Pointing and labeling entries
>> START

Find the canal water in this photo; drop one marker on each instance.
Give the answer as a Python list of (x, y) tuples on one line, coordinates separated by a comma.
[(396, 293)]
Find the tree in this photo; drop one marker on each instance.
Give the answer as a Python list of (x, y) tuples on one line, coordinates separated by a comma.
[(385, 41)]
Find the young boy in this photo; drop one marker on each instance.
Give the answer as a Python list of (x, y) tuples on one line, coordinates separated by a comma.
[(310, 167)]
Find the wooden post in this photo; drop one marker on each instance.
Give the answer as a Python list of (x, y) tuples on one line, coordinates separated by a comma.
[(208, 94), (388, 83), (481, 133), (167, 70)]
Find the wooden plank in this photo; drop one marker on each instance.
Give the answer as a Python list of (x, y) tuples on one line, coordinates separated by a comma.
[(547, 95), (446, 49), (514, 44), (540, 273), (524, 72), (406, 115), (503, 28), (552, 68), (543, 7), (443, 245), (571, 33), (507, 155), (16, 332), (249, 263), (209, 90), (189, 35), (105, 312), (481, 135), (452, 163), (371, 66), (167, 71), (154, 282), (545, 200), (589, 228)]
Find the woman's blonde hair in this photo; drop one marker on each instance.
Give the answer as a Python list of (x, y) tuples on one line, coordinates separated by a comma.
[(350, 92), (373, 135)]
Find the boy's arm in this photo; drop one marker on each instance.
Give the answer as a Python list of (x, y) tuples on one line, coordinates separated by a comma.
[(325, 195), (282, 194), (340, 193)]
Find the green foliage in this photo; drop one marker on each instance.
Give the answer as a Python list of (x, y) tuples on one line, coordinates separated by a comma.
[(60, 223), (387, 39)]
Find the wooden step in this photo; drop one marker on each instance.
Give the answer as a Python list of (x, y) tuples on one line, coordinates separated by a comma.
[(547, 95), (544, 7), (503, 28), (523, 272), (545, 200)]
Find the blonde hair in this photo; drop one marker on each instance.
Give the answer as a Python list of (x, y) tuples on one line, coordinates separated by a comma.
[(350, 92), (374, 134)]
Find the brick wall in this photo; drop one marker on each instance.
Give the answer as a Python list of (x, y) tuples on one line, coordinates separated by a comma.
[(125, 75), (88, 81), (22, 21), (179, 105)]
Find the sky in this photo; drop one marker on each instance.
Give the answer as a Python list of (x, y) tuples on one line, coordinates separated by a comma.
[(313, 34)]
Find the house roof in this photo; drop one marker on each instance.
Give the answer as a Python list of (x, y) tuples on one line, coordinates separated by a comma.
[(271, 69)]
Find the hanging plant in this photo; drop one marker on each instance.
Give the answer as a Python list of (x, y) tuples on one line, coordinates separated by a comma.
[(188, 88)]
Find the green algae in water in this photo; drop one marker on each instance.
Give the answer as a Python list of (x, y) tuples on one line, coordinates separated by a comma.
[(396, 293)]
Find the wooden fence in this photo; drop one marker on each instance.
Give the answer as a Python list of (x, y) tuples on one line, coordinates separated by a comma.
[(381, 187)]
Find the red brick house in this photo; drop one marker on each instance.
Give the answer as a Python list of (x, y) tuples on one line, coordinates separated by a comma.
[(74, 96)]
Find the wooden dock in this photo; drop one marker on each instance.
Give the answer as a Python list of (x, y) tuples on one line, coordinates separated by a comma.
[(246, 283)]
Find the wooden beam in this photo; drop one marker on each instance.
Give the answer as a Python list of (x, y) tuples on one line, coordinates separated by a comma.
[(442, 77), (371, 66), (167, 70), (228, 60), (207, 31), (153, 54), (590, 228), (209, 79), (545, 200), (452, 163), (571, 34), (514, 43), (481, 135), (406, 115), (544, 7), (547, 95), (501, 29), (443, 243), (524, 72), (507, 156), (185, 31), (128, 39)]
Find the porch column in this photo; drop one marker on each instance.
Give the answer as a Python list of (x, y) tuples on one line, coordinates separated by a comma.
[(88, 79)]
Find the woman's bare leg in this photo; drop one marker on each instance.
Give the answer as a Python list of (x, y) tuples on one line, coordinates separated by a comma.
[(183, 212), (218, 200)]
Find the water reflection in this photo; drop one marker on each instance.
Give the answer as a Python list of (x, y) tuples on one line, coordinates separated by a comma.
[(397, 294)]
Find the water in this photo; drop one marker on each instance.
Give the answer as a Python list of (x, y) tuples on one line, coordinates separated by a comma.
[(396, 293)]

>> END

- _WHAT TO DO_
Please format every one of the rows above as a JSON list of strings, with one string for each line and no blank lines.

- _REPLY TO THE TASK_
[
  "Find the canal water in this photo; drop one marker on each instance.",
  "Give the answer as a Python list of (x, y) tuples on one line, coordinates separated by a comma.",
  "[(396, 293)]",
  "Find the tree in this photo; drop one marker on each instance.",
  "Give the answer as a Python list of (x, y) tuples on one line, coordinates separated by a comma.",
  "[(385, 41)]",
  "Find the young boy in this photo; drop one marker on each instance.",
  "Give the answer as a Python list of (x, y) tuples on one line, coordinates separated by a comma.",
  "[(310, 167)]",
  "Find the wooden post in this photo; drop one marker on each instance.",
  "Give the answer as a Python list of (x, y) tuples on one line, coordinates separated by a comma.",
  "[(208, 94), (388, 83), (481, 133), (167, 70)]",
  "Find the wooden plank in this photo; drop one marker on each instance.",
  "Give the answer as a Python list of (x, y) tuples on one line, coordinates separated by a comma.",
  "[(547, 95), (446, 49), (514, 44), (540, 273), (524, 72), (406, 115), (503, 28), (552, 68), (543, 7), (443, 245), (571, 33), (507, 155), (16, 332), (249, 263), (209, 90), (189, 35), (105, 312), (481, 135), (452, 163), (371, 66), (167, 71), (154, 282), (545, 200), (589, 228)]",
  "Find the woman's blonde hair in this photo; drop one marker on each instance.",
  "Give the answer as a Python list of (x, y) tuples on one line, coordinates separated by a comma.",
  "[(350, 92), (373, 135)]",
  "Find the boy's arm in this photo; drop one marker on each instance.",
  "Give the answer as a Python list of (x, y) tuples on one line, coordinates separated by a comma.",
  "[(325, 195), (282, 194), (340, 193)]",
  "Find the green foliage in this photo; drop one marker on each instance.",
  "Give the answer as a Python list of (x, y) tuples on one line, coordinates separated by a comma.",
  "[(60, 223), (387, 39)]",
  "Find the wooden step in this photo; drop one marker on each instance.",
  "Give the answer as a Python list of (x, y) tuples on one line, coordinates separated by a comma.",
  "[(547, 95), (544, 7), (503, 28), (523, 272), (545, 200)]",
  "Find the blonde hair in this photo; drop one marker on each instance.",
  "Give the answer as a Python list of (x, y) tuples on one line, coordinates separated by a comma.",
  "[(350, 92), (374, 134)]",
  "Find the brick wall in this photo; drop one marker on each instance.",
  "Give the answer as a Python list of (x, y) tuples on one line, coordinates separated by a comma.",
  "[(125, 75), (88, 81), (22, 21), (179, 105)]",
  "Find the sky in this photo; drop one marker on each instance.",
  "Give the answer as a Python list of (x, y) tuples on one line, coordinates separated by a comma.",
  "[(313, 34)]",
  "Find the house roof in this photo; drop one marker on each instance.",
  "Give the answer as a Python list of (x, y) tuples on one line, coordinates separated by a comma.",
  "[(271, 69)]",
  "Find the hanging plant in this photo; drop one marker on each instance.",
  "Give the answer as a Python list of (x, y) tuples on one line, coordinates separated by a comma.",
  "[(188, 88)]",
  "Find the green algae in water in this photo; drop one marker on each instance.",
  "Give the answer as a Python list of (x, y) tuples on one line, coordinates separated by a comma.",
  "[(396, 293)]",
  "Find the wooden fence in this photo; drop one marker on each instance.",
  "Give the answer as a Python list of (x, y) tuples on one line, coordinates separated by a comma.",
  "[(381, 187)]",
  "Find the red brick house in this photo; drop one marker on each instance.",
  "Give the answer as a Python list of (x, y) tuples on one line, coordinates separated by a comma.",
  "[(74, 96)]",
  "Find the wooden dock in this photo; drop one marker on each instance.",
  "Give the answer as a Python list of (x, y) tuples on one line, coordinates separated by a comma.",
  "[(246, 283)]",
  "Find the wooden beam in this photo; drop one marker on each instance.",
  "Give the answer as a Python list of (x, y) tuples on one line, coordinates separated by a comma.",
  "[(442, 77), (371, 66), (167, 70), (228, 60), (207, 31), (153, 54), (590, 228), (209, 79), (545, 200), (452, 163), (571, 34), (514, 43), (481, 135), (406, 115), (544, 7), (547, 95), (501, 29), (443, 243), (524, 72), (507, 156), (185, 31), (128, 39)]",
  "Find the porch column in this photo; drop one marker on each instance.",
  "Give the answer as a Python list of (x, y) tuples on one line, coordinates separated by a comma.",
  "[(88, 79)]",
  "Find the woman's bare leg in this photo; drop one marker on each instance.",
  "Give the answer as a Python list of (x, y) tuples on one line, coordinates separated by a comma.",
  "[(183, 212), (218, 200)]",
  "Find the water reflection in this photo; drop one marker on each instance.",
  "Give the answer as a Python list of (x, y) tuples on one line, coordinates separated by a comma.",
  "[(397, 294)]",
  "Find the water in this photo; drop one marker on each instance.",
  "Give the answer as a Python list of (x, y) tuples on one line, coordinates separated by a comma.",
  "[(396, 293)]"
]